TASK DIRECTIONS >> Which lines in the records below contain the string "horse", with uppercase and lowercase treated as different? Sift out those lines and copy each one.

■ ■ ■ ■ ■

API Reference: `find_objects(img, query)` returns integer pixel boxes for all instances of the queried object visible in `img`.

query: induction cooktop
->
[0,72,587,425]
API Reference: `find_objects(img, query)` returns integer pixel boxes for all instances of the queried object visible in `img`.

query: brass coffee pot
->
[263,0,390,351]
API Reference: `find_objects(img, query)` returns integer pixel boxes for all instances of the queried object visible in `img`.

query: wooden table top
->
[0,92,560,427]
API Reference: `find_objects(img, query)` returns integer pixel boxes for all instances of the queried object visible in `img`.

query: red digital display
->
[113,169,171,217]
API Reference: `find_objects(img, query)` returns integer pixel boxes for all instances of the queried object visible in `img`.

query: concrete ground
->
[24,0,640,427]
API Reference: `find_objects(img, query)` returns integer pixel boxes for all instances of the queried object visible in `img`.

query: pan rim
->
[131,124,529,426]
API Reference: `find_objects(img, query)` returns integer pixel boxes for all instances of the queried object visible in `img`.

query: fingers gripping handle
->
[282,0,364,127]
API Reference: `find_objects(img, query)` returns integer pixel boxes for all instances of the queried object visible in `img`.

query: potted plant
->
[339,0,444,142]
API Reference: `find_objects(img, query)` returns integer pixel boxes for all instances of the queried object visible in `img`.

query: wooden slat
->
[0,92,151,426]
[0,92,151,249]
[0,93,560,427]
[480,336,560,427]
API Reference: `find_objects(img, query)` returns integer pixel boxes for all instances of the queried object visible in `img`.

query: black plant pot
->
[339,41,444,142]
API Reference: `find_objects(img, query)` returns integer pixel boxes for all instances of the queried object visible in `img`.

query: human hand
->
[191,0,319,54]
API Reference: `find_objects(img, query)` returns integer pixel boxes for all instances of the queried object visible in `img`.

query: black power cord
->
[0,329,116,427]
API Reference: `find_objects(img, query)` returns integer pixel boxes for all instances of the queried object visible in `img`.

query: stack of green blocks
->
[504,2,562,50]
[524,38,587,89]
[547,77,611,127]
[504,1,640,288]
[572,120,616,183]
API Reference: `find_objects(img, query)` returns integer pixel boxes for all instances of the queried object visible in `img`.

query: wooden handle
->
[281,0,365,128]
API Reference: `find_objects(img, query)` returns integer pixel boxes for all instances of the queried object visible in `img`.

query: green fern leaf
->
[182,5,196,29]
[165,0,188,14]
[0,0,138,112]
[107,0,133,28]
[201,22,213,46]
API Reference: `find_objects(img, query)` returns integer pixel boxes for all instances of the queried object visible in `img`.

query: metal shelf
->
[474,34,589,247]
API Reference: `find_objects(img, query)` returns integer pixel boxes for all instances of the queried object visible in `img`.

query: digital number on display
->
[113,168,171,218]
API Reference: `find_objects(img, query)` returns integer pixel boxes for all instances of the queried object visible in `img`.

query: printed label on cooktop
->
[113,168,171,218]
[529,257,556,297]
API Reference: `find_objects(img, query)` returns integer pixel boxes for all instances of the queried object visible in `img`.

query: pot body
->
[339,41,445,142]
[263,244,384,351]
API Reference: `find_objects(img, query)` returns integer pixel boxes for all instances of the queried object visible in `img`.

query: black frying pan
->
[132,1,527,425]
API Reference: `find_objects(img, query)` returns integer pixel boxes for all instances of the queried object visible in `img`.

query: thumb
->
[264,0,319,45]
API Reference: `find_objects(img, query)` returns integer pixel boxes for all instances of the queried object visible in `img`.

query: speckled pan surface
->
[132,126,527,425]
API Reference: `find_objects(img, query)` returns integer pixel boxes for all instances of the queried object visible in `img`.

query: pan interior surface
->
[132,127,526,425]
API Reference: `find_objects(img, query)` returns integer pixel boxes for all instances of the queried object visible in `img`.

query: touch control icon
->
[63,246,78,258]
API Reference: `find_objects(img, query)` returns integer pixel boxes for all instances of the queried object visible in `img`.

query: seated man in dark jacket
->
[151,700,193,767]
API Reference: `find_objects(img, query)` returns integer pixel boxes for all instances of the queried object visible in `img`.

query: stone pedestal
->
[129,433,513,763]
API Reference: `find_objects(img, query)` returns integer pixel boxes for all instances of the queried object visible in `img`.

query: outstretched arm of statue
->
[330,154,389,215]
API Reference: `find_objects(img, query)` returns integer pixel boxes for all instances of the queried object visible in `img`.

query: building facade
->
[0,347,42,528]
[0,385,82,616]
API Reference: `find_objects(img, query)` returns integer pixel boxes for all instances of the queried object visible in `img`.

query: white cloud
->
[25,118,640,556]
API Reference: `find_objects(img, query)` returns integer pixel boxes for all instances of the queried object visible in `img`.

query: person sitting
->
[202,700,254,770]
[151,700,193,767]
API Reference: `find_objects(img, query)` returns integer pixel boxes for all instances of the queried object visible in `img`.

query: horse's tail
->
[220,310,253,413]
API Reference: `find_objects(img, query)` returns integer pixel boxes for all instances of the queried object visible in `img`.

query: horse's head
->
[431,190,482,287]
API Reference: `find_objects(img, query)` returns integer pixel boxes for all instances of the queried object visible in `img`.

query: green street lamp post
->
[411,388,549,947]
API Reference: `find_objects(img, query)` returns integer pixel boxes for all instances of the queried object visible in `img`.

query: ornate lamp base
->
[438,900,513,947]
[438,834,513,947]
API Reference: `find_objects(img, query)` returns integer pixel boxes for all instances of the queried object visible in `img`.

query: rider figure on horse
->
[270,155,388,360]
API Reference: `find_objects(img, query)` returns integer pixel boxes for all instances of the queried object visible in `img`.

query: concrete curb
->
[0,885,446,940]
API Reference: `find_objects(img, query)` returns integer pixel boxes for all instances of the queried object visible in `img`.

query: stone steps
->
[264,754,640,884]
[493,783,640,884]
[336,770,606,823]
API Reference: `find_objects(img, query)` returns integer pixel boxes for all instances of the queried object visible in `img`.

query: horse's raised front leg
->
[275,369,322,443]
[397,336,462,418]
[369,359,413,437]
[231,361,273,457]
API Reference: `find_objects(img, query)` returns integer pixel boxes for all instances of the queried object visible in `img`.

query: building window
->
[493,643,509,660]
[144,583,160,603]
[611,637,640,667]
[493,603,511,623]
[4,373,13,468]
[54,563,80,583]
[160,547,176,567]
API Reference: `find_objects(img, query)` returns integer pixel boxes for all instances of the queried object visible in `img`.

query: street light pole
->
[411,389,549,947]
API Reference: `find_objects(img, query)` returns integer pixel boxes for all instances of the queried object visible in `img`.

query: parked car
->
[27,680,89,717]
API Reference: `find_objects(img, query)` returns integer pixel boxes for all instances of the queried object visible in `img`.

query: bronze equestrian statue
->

■ ■ ■ ■ ■

OUTPUT FOR THIS TASK >>
query: horse's tail
query: horse's head
query: rider figure on horse
query: horse's raised front leg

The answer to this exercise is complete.